* What you need to do:
A: In the linear regression text, write out the passage starting with "The beauty of" and going on through "RMSE, R², MAE)" again, switching every "linear regression" to "ordinary least squares".
B: Why, according to the linear regression text, are the errors squared when calculating the Mean Squared Error? Answer in one to three sentences.
C: Which key regression metrics does the linear regression text say the learner will interpret?

* Text shown:
------------------------

Linear Regression

Learn how linear regression finds the best-fit line through data using gradient descent

beginner30 min

Linear Regression

Introduction

Linear regression is one of the fundamental algorithms in machine learning and statistics. It's used to model the relationship between a dependent variable (what we want to predict) and one or more independent variables (the features we use to make predictions).

The beauty of linear regression lies in its simplicity and interpretability. Unlike complex "black box" models, you can easily understand how each feature contributes to the prediction.

What You'll Learn

By the end of this module, you will:

  • Understand how linear regression models relationships in data
  • Learn how gradient descent optimizes model parameters
  • Interpret key regression metrics (MSE, RMSE, R², MAE)
  • Recognize the impact of learning rate on model training
  • Visualize the relationship between data and the fitted line

The Linear Model

Linear Regression VisualizationLinear regression fits a line through data points to minimize prediction error

Simple Linear Regression

For the simplest case with one feature, the linear regression model is:

y = w₁x + w₀

Where:

  • y is the predicted value (dependent variable)
  • x is the input feature (independent variable)
  • w₁ is the weight or slope (how much y changes when x changes)
  • w₀ is the bias or intercept (the value of y when x = 0)

Multiple Linear Regression

When we have multiple features, the model extends to:

y = w₁x₁ + w₂x₂ + ... + wₙxₙ + w₀

Each feature has its own weight that determines its contribution to the prediction.

How It Works: Gradient Descent

Linear regression uses an optimization algorithm called gradient descent to find the best weights. Here's how it works:

Gradient Descent VisualizationGradient descent iteratively moves toward the minimum of the loss function

Step 1: Initialize Parameters

Start with random (or zero) values for all weights and the bias.

Step 2: Make Predictions

For each data point, calculate the predicted value using the current weights:

ŷᵢ = w₁x₁ᵢ + w₂x₂ᵢ + ... + wₙxₙᵢ + w₀

Step 3: Calculate Error

Measure how far off our predictions are using the Mean Squared Error (MSE):

MSE = (1/m) Σ(yᵢ - ŷᵢ)²

Where m is the number of data points. We square the errors to:

  • Make all errors positive
  • Penalize larger errors more heavily

Step 4: Compute Gradients

Calculate how much each weight should change to reduce the error. This involves computing the derivative of the loss function with respect to each parameter.

------------------------

* Provided data:
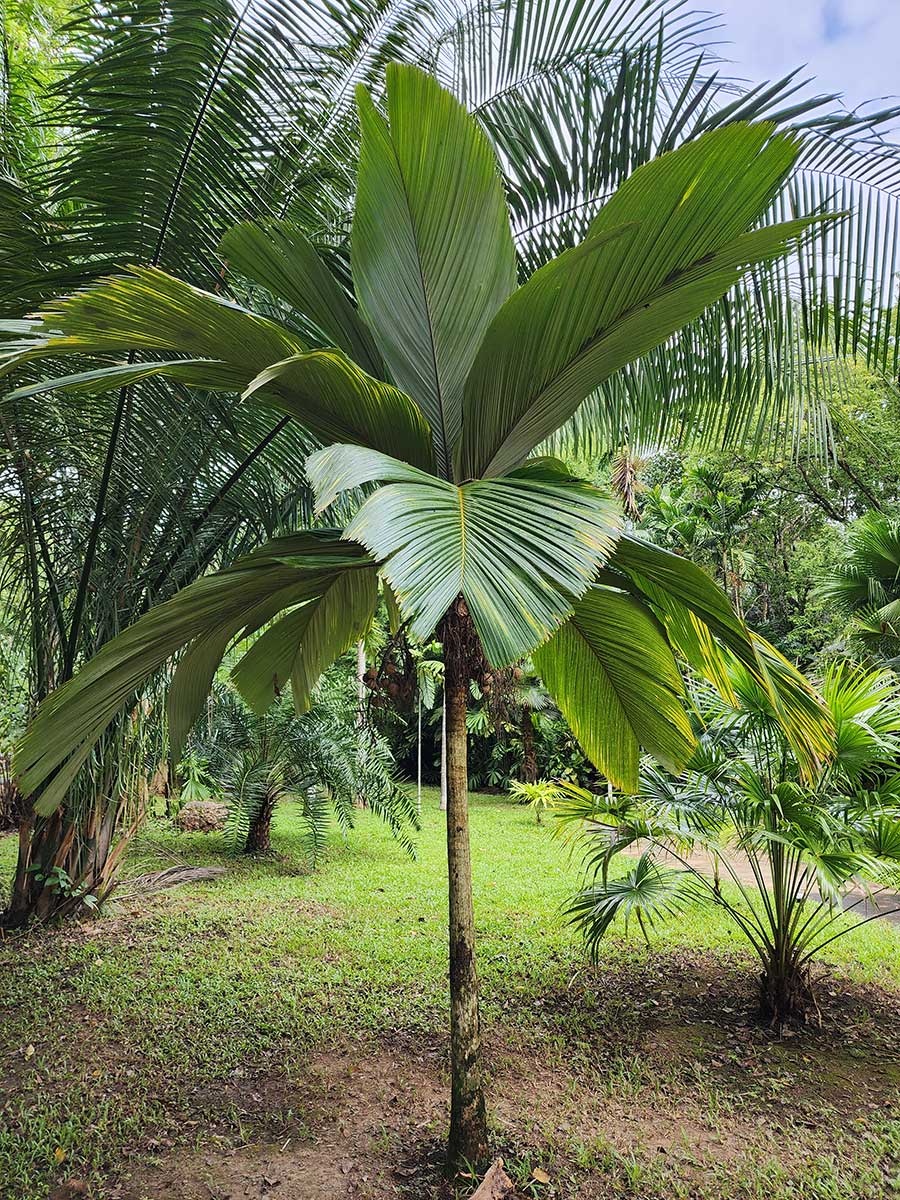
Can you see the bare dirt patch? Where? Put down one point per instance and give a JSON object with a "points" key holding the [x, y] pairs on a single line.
{"points": [[357, 1122], [687, 1096]]}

------------------------

* Outputs in order:
A:
The beauty of ordinary least squares lies in its simplicity and interpretability. Unlike complex "black box" models, you can easily understand how each feature contributes to the prediction.

What You'll Learn

By the end of this module, you will:

  • Understand how ordinary least squares models relationships in data
  • Learn how gradient descent optimizes model parameters
  • Interpret key regression metrics (MSE, RMSE, R², MAE)

B: The errors are squared to make all of them positive. Squaring also penalizes larger errors more heavily.

C: MSE, RMSE, R², MAE